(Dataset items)
## Begin

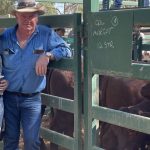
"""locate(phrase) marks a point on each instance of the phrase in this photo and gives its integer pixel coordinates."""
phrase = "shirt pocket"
(10, 59)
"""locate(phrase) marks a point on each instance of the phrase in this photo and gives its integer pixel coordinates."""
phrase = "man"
(25, 66)
(60, 31)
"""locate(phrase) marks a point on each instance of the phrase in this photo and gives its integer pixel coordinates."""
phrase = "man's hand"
(3, 85)
(41, 65)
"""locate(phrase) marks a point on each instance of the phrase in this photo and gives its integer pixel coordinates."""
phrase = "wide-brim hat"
(28, 6)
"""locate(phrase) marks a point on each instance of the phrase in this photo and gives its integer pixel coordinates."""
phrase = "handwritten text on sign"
(104, 30)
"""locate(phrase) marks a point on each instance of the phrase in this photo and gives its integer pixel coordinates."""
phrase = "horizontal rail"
(58, 102)
(123, 119)
(58, 138)
(96, 148)
(64, 64)
(52, 21)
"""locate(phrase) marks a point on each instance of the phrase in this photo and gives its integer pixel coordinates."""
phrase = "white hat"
(28, 6)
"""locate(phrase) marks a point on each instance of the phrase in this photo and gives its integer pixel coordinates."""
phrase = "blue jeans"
(24, 111)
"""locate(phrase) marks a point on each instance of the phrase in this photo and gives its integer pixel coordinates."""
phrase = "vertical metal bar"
(77, 82)
(88, 6)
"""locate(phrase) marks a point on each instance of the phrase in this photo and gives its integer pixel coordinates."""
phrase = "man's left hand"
(41, 65)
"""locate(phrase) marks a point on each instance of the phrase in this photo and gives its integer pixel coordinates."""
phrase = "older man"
(24, 66)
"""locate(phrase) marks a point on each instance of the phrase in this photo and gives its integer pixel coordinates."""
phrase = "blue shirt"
(19, 63)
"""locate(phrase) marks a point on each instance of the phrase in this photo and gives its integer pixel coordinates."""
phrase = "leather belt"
(21, 94)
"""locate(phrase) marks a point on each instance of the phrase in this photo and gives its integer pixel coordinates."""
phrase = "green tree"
(50, 9)
(5, 6)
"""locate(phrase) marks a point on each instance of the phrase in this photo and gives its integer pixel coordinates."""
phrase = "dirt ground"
(45, 123)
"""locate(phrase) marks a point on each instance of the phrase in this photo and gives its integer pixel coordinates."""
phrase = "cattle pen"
(107, 40)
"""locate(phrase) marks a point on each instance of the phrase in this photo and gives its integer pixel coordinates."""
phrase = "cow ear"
(145, 91)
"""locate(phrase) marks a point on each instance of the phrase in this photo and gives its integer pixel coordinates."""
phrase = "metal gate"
(74, 64)
(107, 54)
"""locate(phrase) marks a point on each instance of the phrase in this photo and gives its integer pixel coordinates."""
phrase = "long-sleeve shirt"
(19, 63)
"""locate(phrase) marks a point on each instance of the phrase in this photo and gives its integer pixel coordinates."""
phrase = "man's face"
(27, 20)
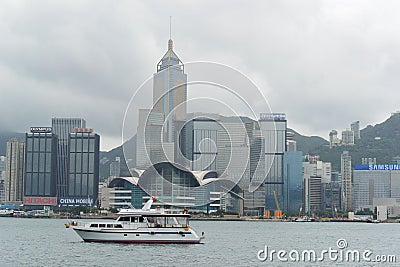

## End

Which lines of the dataset items contain the word "metal"? Pull out each such line and copy it in full.

phrase = "vertical metal bar"
phrase = "metal gate"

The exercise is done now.